» **EXERCISE INSTRUCTIONS**:
Look in the material below for the line holding "Query: window frame". Set it down exactly, with each later line up to and including the line holding "Q: Point to every instance of the bathroom mirror".

|---|

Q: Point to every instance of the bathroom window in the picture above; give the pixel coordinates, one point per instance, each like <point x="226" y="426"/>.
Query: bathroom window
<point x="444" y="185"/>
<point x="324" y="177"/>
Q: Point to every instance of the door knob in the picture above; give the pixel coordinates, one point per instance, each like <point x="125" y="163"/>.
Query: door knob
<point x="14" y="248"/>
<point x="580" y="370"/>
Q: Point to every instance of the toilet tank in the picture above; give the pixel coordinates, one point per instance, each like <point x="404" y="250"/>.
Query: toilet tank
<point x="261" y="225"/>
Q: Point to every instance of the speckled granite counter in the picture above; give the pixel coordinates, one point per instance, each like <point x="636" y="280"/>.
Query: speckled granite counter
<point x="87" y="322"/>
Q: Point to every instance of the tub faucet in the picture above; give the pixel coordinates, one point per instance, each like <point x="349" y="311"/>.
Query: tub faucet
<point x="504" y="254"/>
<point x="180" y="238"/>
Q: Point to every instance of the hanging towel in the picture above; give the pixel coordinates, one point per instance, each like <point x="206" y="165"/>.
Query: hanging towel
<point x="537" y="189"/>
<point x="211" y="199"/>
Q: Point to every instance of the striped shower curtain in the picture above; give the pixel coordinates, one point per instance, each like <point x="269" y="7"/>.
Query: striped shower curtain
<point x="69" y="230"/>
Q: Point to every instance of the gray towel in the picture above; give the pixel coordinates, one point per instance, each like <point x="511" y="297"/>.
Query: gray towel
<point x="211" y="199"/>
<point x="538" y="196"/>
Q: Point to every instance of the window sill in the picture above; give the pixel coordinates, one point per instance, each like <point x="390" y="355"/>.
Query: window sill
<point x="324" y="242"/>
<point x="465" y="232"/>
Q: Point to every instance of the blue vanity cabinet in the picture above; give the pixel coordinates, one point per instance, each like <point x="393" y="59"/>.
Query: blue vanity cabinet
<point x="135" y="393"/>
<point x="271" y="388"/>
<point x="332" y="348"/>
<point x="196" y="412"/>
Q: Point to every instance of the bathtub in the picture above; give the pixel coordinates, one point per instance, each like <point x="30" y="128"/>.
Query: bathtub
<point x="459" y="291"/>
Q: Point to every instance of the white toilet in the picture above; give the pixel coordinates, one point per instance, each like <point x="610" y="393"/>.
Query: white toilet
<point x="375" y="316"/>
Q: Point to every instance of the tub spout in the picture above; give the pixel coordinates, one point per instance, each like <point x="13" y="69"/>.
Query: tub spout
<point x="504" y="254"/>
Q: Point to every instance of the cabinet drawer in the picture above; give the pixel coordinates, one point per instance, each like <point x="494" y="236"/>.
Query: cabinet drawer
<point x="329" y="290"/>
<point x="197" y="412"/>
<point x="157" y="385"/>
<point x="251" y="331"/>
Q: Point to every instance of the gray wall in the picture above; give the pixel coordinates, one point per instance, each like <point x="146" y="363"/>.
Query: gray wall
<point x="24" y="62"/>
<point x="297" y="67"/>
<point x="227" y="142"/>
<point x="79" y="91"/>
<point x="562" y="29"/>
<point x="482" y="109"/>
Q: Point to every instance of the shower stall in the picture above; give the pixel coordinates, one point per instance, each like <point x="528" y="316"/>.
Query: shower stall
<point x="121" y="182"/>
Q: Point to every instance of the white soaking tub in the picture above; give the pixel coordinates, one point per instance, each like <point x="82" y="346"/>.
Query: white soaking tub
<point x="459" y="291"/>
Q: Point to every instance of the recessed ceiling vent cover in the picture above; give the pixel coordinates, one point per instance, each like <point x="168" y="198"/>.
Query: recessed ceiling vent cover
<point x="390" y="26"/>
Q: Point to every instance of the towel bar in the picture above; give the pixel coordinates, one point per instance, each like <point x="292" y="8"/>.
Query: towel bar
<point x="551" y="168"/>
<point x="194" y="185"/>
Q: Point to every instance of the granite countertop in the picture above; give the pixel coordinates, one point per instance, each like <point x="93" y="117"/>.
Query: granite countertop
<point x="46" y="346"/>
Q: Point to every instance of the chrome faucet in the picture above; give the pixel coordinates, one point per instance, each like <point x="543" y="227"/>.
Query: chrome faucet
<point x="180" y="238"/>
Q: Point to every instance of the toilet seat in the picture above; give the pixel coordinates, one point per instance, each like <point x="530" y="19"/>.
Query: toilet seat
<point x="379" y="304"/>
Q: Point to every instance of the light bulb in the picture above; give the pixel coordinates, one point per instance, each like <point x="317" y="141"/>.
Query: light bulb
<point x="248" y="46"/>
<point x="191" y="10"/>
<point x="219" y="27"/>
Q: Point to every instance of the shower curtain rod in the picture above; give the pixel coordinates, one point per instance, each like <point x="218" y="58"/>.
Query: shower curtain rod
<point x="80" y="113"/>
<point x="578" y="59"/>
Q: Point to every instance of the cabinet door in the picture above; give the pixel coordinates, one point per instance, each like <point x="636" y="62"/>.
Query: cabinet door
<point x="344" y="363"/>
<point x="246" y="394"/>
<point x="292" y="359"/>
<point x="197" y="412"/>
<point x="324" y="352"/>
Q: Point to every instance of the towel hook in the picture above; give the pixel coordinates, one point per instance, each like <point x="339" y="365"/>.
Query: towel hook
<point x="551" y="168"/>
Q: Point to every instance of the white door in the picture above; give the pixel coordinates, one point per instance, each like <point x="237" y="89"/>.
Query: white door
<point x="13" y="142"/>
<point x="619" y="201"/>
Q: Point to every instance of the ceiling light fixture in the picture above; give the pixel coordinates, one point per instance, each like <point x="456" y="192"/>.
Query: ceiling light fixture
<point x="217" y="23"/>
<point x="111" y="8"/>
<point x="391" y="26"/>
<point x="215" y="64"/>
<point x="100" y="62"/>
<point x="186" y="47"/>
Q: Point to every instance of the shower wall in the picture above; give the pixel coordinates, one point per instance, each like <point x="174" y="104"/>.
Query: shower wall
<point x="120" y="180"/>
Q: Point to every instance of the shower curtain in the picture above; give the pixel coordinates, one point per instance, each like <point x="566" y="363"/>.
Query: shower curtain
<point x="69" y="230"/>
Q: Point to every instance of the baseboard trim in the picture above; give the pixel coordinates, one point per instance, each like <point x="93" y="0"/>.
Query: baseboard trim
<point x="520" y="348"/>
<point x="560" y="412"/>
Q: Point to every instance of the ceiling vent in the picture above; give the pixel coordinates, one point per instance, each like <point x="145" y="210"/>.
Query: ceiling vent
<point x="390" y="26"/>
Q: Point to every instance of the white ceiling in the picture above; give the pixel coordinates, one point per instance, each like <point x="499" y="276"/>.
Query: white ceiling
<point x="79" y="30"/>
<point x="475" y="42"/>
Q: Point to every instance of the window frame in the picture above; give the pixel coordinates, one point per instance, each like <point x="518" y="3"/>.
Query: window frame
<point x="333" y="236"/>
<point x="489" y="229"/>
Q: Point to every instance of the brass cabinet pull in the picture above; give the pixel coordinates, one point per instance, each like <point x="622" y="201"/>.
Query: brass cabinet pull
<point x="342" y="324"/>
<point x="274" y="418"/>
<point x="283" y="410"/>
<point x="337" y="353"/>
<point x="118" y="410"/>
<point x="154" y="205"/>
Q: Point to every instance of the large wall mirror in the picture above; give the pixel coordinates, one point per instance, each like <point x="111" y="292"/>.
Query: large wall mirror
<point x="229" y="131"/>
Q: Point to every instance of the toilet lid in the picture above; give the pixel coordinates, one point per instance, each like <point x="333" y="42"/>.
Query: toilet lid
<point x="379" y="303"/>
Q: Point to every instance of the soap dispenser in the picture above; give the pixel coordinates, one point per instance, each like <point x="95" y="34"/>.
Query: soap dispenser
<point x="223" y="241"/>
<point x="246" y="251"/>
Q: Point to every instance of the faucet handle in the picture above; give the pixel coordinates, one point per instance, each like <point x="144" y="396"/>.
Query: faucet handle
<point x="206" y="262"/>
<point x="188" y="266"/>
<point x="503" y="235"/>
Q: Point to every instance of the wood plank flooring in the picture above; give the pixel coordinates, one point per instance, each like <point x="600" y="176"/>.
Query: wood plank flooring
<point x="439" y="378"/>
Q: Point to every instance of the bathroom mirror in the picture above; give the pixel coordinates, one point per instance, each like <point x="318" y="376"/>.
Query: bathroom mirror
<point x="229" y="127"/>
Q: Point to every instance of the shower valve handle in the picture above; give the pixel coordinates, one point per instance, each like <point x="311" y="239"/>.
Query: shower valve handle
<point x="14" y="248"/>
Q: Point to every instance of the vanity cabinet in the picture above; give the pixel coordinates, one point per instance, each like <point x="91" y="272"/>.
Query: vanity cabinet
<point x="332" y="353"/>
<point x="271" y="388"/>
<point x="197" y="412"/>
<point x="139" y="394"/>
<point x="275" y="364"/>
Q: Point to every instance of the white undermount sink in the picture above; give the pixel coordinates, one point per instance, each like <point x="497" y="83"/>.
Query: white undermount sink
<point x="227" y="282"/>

|---|

» **YOUR RESPONSE**:
Query: window frame
<point x="333" y="236"/>
<point x="489" y="229"/>
Q: Point to every instance of the brass cabinet pull in the picture above; give the pixel coordinates, one point per instance, each like <point x="622" y="201"/>.
Query: brass cabinet pull
<point x="342" y="324"/>
<point x="274" y="418"/>
<point x="283" y="410"/>
<point x="337" y="353"/>
<point x="118" y="410"/>
<point x="154" y="205"/>
Q: Point to every instance of the large wall mirror in the picture above; give the pixel coordinates, one point per instance, each like <point x="111" y="292"/>.
Query: large wall mirror
<point x="229" y="131"/>
Q: Point to every instance of the toilet lid in the picture above; give the pixel coordinates, one point per instance, each like <point x="333" y="42"/>.
Query: toilet lid
<point x="379" y="303"/>
Q: Point to every instance of the soap dispenser in the picture above; give the pixel coordinates, one point per instance, each like <point x="95" y="34"/>.
Query: soap dispenser
<point x="223" y="241"/>
<point x="246" y="251"/>
Q: Point to every instance of the faucet handle in the picture above; give the pixel coordinates, one point per instance, each like <point x="144" y="396"/>.
Query: faucet handle
<point x="206" y="262"/>
<point x="188" y="266"/>
<point x="503" y="235"/>
Q: Point to every instance of the wood plank flooring in the picture above; give the pixel coordinates, one point per instance, each like <point x="600" y="176"/>.
Query: wood plank flooring
<point x="439" y="378"/>
Q: Point to every instance of the bathroom mirror in the picture above; give the pixel coordinates, one point per instance, each like <point x="318" y="376"/>.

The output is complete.